-- GOAL --
Copy each of the records below word for word, keeping every line as it is.

-- MATERIAL TO PROCESS --
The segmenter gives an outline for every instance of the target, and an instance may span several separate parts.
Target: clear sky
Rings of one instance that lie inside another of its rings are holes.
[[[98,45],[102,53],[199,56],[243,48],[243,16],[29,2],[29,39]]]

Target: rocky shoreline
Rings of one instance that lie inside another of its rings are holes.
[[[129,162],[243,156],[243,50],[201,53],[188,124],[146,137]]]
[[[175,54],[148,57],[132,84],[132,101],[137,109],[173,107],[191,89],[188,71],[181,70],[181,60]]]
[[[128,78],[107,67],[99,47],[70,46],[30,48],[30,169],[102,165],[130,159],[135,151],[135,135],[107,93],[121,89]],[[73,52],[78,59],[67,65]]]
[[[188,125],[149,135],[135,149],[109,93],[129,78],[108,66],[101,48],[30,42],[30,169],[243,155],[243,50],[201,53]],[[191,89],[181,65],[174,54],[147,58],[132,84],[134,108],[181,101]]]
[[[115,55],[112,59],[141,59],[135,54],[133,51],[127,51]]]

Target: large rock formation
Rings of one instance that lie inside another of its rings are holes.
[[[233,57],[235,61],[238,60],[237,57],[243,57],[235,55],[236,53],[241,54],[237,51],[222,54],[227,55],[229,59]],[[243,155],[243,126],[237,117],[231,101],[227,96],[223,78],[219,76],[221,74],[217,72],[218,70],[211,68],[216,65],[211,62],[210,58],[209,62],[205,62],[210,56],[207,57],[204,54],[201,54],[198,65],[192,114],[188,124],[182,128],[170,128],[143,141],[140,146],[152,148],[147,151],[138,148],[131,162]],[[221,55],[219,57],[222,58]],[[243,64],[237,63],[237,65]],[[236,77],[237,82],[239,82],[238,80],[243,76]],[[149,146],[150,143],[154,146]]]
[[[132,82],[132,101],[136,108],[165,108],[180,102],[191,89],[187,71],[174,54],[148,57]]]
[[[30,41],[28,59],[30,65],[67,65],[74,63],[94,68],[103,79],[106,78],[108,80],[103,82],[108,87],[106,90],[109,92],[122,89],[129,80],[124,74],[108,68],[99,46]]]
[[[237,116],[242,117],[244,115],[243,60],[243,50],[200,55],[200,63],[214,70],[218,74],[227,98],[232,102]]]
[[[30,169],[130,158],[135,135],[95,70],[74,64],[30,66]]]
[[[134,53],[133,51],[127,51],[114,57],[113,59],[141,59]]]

-- WRITTEN REPLY --
The segmenter gives an outline for every instance of the target, and an instance may span several separate parts.
Target: clear sky
Rings of one instance that lie inside another of its rings are holes.
[[[98,45],[102,53],[199,56],[243,48],[243,16],[29,2],[29,39]]]

Target: rocky shoreline
Rings of one instance that lie inside another of its rings are holes.
[[[129,162],[243,156],[243,50],[201,53],[188,124],[146,137]]]
[[[175,54],[148,57],[132,84],[132,101],[137,109],[173,107],[191,89],[188,71],[181,70],[181,60]]]
[[[128,78],[107,67],[99,47],[70,46],[30,48],[30,169],[102,165],[130,159],[135,151],[135,135],[107,93],[121,89]],[[73,52],[78,59],[67,65]]]
[[[188,125],[149,135],[135,149],[109,93],[129,78],[108,66],[101,48],[30,42],[30,169],[243,155],[243,50],[201,53]],[[191,89],[181,65],[174,54],[147,58],[132,84],[134,108],[181,101]]]
[[[115,55],[112,59],[141,59],[135,54],[133,51],[127,51]]]

Target: large rock formation
Rings of one instance that lie inside another of its rings are holes.
[[[233,57],[235,61],[238,60],[237,57],[243,57],[235,55],[236,53],[241,54],[237,51],[222,54],[227,55],[229,59]],[[243,155],[243,126],[237,117],[231,101],[227,96],[223,78],[219,76],[221,74],[217,72],[218,70],[211,68],[216,65],[211,62],[210,58],[209,62],[205,62],[210,56],[207,57],[204,54],[201,54],[198,65],[192,114],[188,124],[182,128],[170,128],[143,141],[140,146],[152,148],[147,151],[138,148],[131,162]],[[221,55],[219,57],[222,58]],[[243,64],[237,63],[237,65]],[[236,77],[237,82],[239,82],[238,80],[243,76]],[[149,146],[150,143],[154,146]]]
[[[132,82],[132,101],[136,108],[165,108],[180,102],[191,89],[187,71],[174,54],[148,57]]]
[[[30,41],[28,59],[30,65],[67,65],[74,63],[94,68],[103,79],[106,78],[108,80],[103,82],[108,87],[106,90],[109,92],[122,89],[129,80],[124,74],[108,68],[99,46]]]
[[[237,116],[242,117],[244,115],[243,60],[243,50],[200,55],[200,63],[214,70],[218,74],[227,98],[232,102]]]
[[[30,169],[130,158],[135,135],[95,70],[74,64],[30,66]]]
[[[134,53],[133,51],[127,51],[114,57],[113,59],[141,59]]]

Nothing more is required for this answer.